━━━ DATA EXTRACT
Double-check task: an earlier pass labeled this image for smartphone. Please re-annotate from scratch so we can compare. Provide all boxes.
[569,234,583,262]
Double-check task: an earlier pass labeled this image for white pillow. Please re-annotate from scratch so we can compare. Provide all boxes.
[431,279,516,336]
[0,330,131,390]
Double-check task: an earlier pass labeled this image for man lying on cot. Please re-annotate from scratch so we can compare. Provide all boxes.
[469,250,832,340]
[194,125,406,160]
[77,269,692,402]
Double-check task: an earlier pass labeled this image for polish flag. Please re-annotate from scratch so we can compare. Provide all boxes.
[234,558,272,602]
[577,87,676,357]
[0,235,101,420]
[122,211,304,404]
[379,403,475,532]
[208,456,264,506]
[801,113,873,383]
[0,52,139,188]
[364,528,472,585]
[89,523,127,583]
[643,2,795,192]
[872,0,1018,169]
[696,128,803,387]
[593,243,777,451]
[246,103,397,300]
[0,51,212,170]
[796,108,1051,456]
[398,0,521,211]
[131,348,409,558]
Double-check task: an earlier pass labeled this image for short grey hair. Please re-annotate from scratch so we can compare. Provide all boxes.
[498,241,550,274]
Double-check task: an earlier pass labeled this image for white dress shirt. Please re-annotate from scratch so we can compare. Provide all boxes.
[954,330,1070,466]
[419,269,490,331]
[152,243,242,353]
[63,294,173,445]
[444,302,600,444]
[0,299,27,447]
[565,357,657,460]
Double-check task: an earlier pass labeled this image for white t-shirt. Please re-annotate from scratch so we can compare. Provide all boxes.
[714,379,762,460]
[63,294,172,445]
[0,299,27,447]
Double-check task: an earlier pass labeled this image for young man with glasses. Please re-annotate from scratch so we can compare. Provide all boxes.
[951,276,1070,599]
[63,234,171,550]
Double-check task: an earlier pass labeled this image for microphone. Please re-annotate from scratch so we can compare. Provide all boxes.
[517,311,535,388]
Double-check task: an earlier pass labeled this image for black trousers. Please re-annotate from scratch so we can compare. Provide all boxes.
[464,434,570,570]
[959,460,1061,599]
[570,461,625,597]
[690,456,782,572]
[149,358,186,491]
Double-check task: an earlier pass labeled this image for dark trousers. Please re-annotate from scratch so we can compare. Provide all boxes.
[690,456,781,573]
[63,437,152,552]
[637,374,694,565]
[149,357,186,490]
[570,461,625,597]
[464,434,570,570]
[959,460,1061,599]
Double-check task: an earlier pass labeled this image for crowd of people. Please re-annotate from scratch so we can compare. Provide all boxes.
━━━━━━
DIRECTIVE
Can you quote every line of the material above verbatim, in its original order?

FULL OUTPUT
Double-check task: an earlier pass labeled this image for smartphone. Please re-annotate from scratch so we can compare. Provide all boxes.
[569,234,583,262]
Double-check task: an earlier pass labeled this image for white pillow. Please re-annotate from scratch so we can compare. Provide all boxes.
[431,279,516,336]
[0,330,131,390]
Double-check task: an earlier pass labeled this image for man lying on cot. Please re-annotate from scratch so we can compare. Provide all boxes.
[469,250,832,340]
[194,125,406,160]
[77,269,692,402]
Double-check task: an earlier pass labeled this image for polish flag. Please re-annotate from scratch so we can compare. Provide all boxes.
[234,558,272,602]
[577,87,676,357]
[0,235,101,420]
[122,211,304,404]
[379,403,475,532]
[208,456,264,506]
[801,113,873,383]
[0,52,139,188]
[364,528,472,585]
[89,523,127,583]
[643,2,795,192]
[872,0,1018,169]
[696,128,803,387]
[593,243,777,451]
[246,103,397,300]
[0,51,212,170]
[796,108,1051,456]
[398,0,521,211]
[131,348,409,558]
Double-check task: an earlier pass labeled this image for short grey hair. Please re-annotate from scratch so we can compare. Provide all boxes.
[498,241,550,274]
Double-check task: an earlier pass labeled this image for white dress shirt. Please re-annotate from scratch so we can compare. Provide all boxes.
[954,330,1070,466]
[419,269,490,331]
[152,243,242,353]
[63,294,173,445]
[444,302,600,444]
[0,299,27,447]
[565,357,657,460]
Double-check task: an earlier pass labeled this image for white t-shirt. Please re-annotate from scratch so we can compare. Provide all boxes.
[714,379,762,460]
[63,294,172,445]
[0,299,27,447]
Double-check task: an earlier pass labeled this image for young man with glasses. Please re-annotate from scratch so we can compare. Provide all boxes.
[951,276,1070,599]
[63,234,171,550]
Double-check task: an earlier pass labeled this image for microphone. Please re-annotate from scratch so we can compare. Provide all boxes.
[517,311,535,388]
Double-check task: an earlier pass labeled this image for black trousers. Please re-annotate from scratch so we can compare. Provide all boxes.
[464,434,570,570]
[959,460,1061,599]
[570,461,625,597]
[690,456,782,572]
[149,358,186,491]
Double-check task: an earlier pass labeled this image for dark trousers. Please re-annotate from scratch so we can compare. Provide all boxes.
[690,456,781,573]
[63,437,152,552]
[637,374,694,565]
[149,357,186,490]
[570,461,625,597]
[464,434,570,570]
[959,460,1061,599]
Double-check task: an earlier pass labeled this image for crowd of people. Please re-annotate from scratch so we can compare. Provide all boxes.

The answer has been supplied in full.